» **WHAT TO PRODUCE**
Turn each of the records below into a numbered list, one line per item, and leave out any blank lines.

» **MATERIALS PROVIDED**
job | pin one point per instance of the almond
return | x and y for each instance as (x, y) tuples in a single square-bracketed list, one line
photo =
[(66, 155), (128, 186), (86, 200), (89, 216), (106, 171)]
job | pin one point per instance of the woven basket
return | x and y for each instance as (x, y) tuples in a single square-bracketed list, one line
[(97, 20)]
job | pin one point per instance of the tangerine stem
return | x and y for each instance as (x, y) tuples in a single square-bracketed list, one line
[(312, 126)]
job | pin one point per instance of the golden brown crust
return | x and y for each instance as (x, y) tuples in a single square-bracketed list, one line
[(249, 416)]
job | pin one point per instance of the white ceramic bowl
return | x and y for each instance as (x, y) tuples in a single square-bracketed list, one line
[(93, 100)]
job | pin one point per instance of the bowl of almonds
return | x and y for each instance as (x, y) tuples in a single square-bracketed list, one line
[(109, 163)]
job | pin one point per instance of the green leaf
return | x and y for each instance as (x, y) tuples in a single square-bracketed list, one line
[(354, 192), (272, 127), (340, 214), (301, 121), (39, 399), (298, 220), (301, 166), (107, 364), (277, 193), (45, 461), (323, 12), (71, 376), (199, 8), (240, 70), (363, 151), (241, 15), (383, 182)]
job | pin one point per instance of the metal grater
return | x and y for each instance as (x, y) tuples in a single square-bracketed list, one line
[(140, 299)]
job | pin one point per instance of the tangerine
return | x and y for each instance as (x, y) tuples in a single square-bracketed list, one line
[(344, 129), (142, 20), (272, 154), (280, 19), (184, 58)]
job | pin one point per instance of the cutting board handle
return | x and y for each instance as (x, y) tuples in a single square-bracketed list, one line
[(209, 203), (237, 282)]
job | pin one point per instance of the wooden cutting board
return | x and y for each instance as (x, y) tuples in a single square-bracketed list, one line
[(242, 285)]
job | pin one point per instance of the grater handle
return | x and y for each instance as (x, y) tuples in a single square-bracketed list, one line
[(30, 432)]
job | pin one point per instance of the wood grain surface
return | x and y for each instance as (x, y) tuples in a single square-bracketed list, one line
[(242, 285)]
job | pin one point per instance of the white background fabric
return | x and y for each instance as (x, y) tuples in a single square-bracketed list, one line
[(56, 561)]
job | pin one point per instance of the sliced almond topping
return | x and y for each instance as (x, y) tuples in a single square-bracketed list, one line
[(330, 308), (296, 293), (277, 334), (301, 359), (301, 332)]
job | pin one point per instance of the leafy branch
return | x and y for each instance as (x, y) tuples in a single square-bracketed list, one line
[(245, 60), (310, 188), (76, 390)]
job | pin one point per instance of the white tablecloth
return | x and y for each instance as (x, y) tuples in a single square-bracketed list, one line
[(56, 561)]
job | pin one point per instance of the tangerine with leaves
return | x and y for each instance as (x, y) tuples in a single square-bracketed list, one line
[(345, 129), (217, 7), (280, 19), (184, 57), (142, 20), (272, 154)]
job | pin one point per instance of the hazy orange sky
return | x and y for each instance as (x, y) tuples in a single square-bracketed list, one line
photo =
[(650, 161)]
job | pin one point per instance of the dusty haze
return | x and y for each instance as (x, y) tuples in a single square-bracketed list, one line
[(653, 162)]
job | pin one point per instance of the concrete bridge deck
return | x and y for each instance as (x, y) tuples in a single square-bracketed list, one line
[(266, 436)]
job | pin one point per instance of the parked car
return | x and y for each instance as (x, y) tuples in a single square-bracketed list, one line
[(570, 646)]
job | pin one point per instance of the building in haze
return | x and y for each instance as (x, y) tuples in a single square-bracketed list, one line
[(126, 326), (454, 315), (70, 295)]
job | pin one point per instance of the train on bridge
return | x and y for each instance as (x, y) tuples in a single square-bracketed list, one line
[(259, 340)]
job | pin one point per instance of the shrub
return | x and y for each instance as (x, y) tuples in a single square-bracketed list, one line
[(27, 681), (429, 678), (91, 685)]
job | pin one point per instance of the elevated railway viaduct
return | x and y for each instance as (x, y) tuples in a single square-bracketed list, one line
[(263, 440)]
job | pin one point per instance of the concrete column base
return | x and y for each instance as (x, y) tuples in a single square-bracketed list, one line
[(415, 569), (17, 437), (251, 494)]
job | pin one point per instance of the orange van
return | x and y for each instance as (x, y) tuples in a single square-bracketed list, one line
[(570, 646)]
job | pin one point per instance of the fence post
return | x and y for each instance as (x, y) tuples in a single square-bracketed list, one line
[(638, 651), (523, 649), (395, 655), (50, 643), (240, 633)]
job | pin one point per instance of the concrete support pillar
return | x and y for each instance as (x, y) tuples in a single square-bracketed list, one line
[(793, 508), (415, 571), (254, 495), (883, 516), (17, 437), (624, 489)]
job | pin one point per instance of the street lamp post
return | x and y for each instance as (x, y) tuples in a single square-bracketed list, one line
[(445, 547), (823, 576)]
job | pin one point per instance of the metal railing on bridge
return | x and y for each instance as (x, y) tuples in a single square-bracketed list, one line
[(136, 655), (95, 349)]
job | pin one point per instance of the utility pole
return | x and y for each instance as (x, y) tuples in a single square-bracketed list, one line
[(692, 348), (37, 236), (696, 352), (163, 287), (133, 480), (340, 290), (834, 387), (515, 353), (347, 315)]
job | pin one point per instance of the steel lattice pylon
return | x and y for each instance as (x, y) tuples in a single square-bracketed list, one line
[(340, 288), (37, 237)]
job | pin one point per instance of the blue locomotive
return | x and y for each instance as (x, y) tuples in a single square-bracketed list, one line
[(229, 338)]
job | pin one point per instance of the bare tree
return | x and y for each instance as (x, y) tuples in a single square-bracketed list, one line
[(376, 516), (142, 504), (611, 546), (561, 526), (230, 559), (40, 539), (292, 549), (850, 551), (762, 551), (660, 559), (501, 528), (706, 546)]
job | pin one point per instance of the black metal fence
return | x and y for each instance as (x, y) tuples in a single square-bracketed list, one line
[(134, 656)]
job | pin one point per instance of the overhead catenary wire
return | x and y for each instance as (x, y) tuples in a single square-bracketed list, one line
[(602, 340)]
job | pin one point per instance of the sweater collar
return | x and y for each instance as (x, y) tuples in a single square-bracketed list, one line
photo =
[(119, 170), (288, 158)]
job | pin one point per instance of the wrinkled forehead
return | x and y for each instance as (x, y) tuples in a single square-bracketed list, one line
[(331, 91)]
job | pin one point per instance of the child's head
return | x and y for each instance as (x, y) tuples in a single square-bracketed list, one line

» **THE RESPONSE**
1. job | pin one point per instance of the almond
2. return | x and y for each instance as (x, y) tuples in a single square-bracketed list, one line
3. photo =
4. [(66, 155), (128, 186), (86, 200), (89, 216), (106, 171)]
5. job | pin one point per instance of the woven basket
6. return | x and y for each instance as (x, y) tuples in a single square-bracketed list, one line
7. [(97, 20)]
8. job | pin one point per instance of the tangerine stem
9. return | x and y for each instance as (x, y) tuples in a single square-bracketed list, one line
10. [(312, 126)]
11. job | pin one point per instance of the golden brown crust
12. return | x and y for each instance as (x, y) tuples in a single square-bracketed list, one line
13. [(249, 416)]
14. job | pin one point per instance of the white ceramic bowl
15. return | x and y for each instance as (x, y) tuples in a single square-bracketed list, one line
16. [(93, 100)]
17. job | pin one point per instance of the bowl of almonds
18. return | x and y for each instance as (x, y) tuples in a single square-bracketed list, one line
19. [(109, 163)]
20. job | pin one point per instance of the green leaf
21. return | x and y for each instance as (x, y) tuples in a single square-bracketed list, one line
22. [(354, 192), (272, 127), (340, 214), (301, 121), (39, 399), (298, 220), (301, 166), (107, 364), (277, 193), (45, 461), (323, 12), (71, 376), (199, 8), (240, 70), (363, 151), (241, 15), (383, 182)]
23. job | pin one point per instance of the metal grater
24. return | x and y for each instance as (x, y) tuples in a single square-bracketed list, one line
25. [(140, 299)]
26. job | pin one point per instance of the tangerine
27. return | x and y for each instance as (x, y) tuples in a single square-bracketed list, one line
28. [(344, 129), (142, 20), (272, 154), (280, 19), (184, 58)]
29. job | pin one point per instance of the cutting board handle
30. return | x and y for each instance as (x, y) tuples in a single square-bracketed list, one line
31. [(209, 203), (237, 282)]
32. job | pin one point per instance of the wooden cutting board
33. return | x and y for each instance as (x, y) tuples in a single square-bracketed list, one line
34. [(242, 285)]
35. job | pin one point per instance of the grater handle
36. return | x and y for each instance as (x, y) tuples in a single square-bracketed list, one line
37. [(30, 432)]
38. job | pin one point per instance of the wood grain surface
39. return | x and y for each instance as (x, y) tuples in a single square-bracketed list, one line
40. [(242, 285)]
41. job | pin one point per instance of the white background fabric
42. return | x and y for each instance as (x, y) tuples in a single square-bracketed list, one line
43. [(56, 561)]
44. job | pin one point per instance of the sliced almond topping
45. return | x and y for each instance as (x, y) tuples in a single square-bracketed list, one line
46. [(330, 308), (296, 293), (277, 334), (301, 359), (301, 332)]
47. job | pin one point per instance of the leafy branch
48. return | x and y for each instance as (x, y) tuples in a single square-bracketed list, one line
49. [(245, 60), (310, 188), (76, 390)]
50. job | pin one point per instance of the white tablecloth
51. return | x and y for each instance as (x, y) tuples in a single square-bracketed list, one line
52. [(56, 561)]
53. job | pin one point per instance of the tangerine with leaves
54. return | x and y for each instance as (x, y) tuples in a single square-bracketed list, one line
55. [(345, 129), (217, 7), (280, 19), (184, 57), (142, 20), (272, 154)]
56. job | pin one point per instance of the hazy orange sky
57. return | x and y for each instance as (x, y) tuples in a single square-bracketed list, one line
58. photo =
59. [(650, 161)]
60. job | pin one point per instance of the dusty haze
61. return | x and y for each instance as (x, y) tuples in a single square-bracketed list, one line
62. [(653, 162)]
63. job | pin one point per instance of the concrete bridge deck
64. return | x and y for each instance as (x, y) tuples in a single square-bracketed list, one line
65. [(266, 436)]
66. job | pin one point per instance of the parked car
67. return | x and y for each instance as (x, y) tuples in a single square-bracketed list, one line
68. [(570, 646)]
69. job | pin one point per instance of the building in haze
70. return | x and y for each instance as (x, y) tuples in a single square-bracketed list, one line
71. [(126, 326), (454, 315), (70, 295)]
72. job | pin one point per instance of the train on bridge
73. return | x and y for each instance as (x, y) tuples in a single square-bracketed list, one line
74. [(259, 340)]
75. job | pin one point per instance of the shrub
76. return | x and y for each instance as (x, y) tuples in a single square-bracketed list, one line
77. [(27, 681), (429, 678), (91, 685)]
78. job | pin one point per instance of the elevated railway viaduct
79. return | x and y for each instance as (x, y) tuples in a single square-bracketed list, one line
80. [(263, 440)]
81. job | pin one point per instance of the concrete column base
82. return | x and y for each instance as (x, y) tuples in a single square-bracketed list, one line
83. [(415, 569), (17, 437), (251, 494)]
84. job | pin one point per instance of the orange van
85. return | x and y for each instance as (x, y) tuples in a single square-bracketed list, one line
86. [(570, 646)]
87. job | pin one point per instance of the fence post
88. return | x and y for each instance as (x, y) tuples in a single square-bracketed list, one line
89. [(638, 651), (523, 649), (395, 655), (50, 643), (240, 633)]
90. job | pin one point per instance of the concrete support pillar
91. return | x and y for each instance as (x, y) tuples in a single square-bracketed list, one line
92. [(793, 508), (415, 571), (254, 495), (883, 516), (17, 437), (624, 489)]
93. job | pin one point per instance of the street lamp post
94. return | x and y for each instance as (x, y) tuples in a single square-bracketed list, one line
95. [(445, 547), (823, 576)]
96. job | pin one point per instance of the metal railing on bridge
97. return | x and y for each instance as (x, y) tuples in a single square-bracketed list, one line
98. [(136, 655), (95, 349)]
99. job | pin one point per instance of the utility pole
100. return | x and y for each instance as (x, y) tuples in a single square-bracketed list, one line
101. [(692, 348), (37, 236), (696, 352), (163, 287), (133, 480), (340, 290), (834, 387), (515, 353), (347, 315)]
102. job | pin one point per instance of the steel lattice pylon
103. return | x and y for each instance as (x, y) tuples in a single square-bracketed list, one line
104. [(340, 288), (37, 237)]
105. job | pin one point per instance of the blue locomotive
106. return | x and y for each instance as (x, y) tuples in a single square-bracketed list, one line
107. [(229, 338)]
108. job | pin one point per instance of the bare tree
109. return | x and y for each instance as (x, y) tuples in a single square-bracketed list, one line
110. [(376, 516), (142, 504), (611, 546), (561, 526), (230, 559), (40, 539), (292, 549), (850, 551), (762, 551), (660, 559), (501, 528), (706, 546)]
111. job | pin one point per instance of the black metal fence
112. return | x and y for each instance as (x, y) tuples in a single square-bracketed list, one line
113. [(134, 656)]
114. job | pin one point per instance of the overhead catenary wire
115. return | x and y for each instance as (x, y) tuples in a single square-bracketed list, one line
116. [(602, 340)]
117. job | pin one point per instance of the sweater collar
118. return | x and y for each instance as (x, y) tuples in a single square-bracketed list, one line
119. photo =
120. [(119, 170), (288, 158)]
121. job | pin one point per instance of the wrinkled forehead
122. return | x and y for each instance as (x, y) tuples in a single square-bracketed list, one line
123. [(331, 91)]
124. job | pin one point per instance of the child's head
125. return | x and y for each instance as (x, y) tuples in a single square-bracketed list, one line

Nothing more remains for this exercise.